• **Aim of the exercise**
Echo everything from the start of the lines down to the line containing "0,0 -> 612,196", with that line included.

• **Material**
=====

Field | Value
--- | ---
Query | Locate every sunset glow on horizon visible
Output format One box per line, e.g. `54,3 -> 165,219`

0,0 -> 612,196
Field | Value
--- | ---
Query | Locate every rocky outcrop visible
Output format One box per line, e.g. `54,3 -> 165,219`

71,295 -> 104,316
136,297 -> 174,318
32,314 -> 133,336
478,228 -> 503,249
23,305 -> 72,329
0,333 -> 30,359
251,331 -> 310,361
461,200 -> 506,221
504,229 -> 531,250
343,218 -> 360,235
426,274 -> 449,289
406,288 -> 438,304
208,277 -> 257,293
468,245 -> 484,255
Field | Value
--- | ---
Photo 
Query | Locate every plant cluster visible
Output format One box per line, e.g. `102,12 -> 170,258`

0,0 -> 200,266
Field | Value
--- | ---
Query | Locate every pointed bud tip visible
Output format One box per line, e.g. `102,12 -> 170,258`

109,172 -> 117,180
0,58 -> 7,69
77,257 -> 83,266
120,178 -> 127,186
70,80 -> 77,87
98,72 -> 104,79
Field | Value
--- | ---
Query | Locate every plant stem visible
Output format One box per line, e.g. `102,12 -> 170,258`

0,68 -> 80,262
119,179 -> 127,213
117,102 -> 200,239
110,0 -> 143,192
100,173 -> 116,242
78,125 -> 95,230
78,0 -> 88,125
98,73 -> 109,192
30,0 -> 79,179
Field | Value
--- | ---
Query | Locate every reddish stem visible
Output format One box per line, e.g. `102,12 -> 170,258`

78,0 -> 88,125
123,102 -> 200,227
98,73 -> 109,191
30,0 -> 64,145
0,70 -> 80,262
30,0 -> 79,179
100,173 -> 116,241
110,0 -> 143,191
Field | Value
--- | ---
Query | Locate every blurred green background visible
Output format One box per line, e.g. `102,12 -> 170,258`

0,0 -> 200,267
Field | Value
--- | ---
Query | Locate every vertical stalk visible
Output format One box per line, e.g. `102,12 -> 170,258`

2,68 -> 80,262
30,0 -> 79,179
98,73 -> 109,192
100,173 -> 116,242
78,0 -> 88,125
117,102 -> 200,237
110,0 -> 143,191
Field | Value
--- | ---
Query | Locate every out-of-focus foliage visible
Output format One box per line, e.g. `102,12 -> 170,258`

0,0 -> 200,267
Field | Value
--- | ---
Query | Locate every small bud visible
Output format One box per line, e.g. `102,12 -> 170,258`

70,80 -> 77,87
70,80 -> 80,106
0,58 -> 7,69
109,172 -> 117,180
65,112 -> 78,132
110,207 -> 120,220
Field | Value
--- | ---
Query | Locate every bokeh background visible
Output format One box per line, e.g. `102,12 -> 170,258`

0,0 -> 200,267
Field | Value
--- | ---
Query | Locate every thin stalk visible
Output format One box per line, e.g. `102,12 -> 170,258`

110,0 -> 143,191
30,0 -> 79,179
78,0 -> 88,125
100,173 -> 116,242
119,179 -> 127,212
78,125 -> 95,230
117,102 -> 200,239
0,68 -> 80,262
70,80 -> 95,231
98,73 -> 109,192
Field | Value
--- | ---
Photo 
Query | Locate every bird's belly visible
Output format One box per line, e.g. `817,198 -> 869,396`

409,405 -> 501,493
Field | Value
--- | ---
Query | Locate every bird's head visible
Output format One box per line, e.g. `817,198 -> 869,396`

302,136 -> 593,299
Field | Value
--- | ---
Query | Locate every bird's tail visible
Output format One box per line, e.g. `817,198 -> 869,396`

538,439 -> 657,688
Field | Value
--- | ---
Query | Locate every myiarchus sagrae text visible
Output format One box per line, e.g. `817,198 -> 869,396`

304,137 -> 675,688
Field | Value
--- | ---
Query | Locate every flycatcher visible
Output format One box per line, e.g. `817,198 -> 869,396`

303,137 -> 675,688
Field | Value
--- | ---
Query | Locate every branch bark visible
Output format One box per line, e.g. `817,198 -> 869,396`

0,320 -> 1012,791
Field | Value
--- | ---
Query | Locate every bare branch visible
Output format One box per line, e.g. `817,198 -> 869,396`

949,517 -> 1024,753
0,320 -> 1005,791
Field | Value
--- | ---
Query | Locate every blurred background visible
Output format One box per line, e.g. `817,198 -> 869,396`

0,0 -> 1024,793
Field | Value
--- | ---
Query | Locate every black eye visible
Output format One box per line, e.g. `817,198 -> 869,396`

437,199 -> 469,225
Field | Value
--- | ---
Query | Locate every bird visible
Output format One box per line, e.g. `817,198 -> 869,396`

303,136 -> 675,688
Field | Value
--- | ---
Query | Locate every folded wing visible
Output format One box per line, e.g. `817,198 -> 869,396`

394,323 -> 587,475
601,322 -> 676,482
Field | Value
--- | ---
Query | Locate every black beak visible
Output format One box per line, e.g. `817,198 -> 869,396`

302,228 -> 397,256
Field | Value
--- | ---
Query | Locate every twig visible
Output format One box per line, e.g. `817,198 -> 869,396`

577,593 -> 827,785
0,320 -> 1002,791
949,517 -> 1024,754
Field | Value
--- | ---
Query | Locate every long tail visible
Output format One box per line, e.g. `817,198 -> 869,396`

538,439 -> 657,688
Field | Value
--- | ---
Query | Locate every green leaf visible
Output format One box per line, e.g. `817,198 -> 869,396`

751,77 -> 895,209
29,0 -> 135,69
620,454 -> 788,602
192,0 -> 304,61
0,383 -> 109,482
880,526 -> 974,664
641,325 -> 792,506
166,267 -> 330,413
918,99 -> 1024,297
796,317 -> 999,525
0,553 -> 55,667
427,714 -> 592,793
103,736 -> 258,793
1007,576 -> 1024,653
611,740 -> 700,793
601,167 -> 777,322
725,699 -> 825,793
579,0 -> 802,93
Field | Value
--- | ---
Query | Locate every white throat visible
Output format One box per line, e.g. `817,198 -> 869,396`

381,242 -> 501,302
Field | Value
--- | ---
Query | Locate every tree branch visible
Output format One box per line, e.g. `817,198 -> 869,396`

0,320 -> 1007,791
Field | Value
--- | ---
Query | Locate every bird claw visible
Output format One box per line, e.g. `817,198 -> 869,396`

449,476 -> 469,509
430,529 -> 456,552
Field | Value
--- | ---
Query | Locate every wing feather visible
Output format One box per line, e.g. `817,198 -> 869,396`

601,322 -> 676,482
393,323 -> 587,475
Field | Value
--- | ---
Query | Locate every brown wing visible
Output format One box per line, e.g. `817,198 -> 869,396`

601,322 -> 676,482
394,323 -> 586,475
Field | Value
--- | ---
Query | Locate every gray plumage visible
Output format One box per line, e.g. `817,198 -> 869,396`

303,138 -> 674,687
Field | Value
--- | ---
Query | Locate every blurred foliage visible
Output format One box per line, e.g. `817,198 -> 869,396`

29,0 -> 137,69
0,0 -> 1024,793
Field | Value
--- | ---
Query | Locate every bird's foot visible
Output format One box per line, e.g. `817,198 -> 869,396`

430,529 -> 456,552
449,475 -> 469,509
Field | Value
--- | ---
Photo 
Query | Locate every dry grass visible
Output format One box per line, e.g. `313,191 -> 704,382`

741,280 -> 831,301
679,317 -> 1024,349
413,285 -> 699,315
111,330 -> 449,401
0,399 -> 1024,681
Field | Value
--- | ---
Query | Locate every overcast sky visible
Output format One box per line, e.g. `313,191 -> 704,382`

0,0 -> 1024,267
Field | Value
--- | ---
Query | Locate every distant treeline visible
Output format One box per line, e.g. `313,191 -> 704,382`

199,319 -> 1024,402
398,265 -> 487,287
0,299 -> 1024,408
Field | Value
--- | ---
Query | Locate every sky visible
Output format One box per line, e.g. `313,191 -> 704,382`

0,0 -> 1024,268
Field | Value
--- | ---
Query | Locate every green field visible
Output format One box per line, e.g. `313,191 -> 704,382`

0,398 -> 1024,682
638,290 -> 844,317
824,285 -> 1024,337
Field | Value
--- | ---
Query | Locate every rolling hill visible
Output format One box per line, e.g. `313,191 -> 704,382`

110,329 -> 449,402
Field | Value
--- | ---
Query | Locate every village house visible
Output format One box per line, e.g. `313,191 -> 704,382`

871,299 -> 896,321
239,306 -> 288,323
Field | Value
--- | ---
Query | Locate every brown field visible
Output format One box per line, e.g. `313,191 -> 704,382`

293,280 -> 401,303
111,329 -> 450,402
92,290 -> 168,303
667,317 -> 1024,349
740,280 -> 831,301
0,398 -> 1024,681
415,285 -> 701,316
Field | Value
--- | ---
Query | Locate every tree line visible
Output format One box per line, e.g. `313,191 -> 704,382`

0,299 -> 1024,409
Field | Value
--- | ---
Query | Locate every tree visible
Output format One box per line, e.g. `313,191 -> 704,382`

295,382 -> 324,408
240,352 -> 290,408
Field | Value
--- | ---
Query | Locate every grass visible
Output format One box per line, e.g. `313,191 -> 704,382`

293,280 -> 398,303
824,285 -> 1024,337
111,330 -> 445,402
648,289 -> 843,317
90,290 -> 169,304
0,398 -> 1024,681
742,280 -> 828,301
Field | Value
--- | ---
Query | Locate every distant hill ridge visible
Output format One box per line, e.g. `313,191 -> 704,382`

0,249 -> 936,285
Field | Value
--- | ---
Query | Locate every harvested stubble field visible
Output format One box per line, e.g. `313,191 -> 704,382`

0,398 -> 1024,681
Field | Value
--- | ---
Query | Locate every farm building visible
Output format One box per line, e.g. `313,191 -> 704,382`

=====

• **Written solution**
Field | Value
--- | ---
Query | Locate every sunset glow on horizon visible
Output format One box per line, e.g. `54,3 -> 165,219`

0,0 -> 612,196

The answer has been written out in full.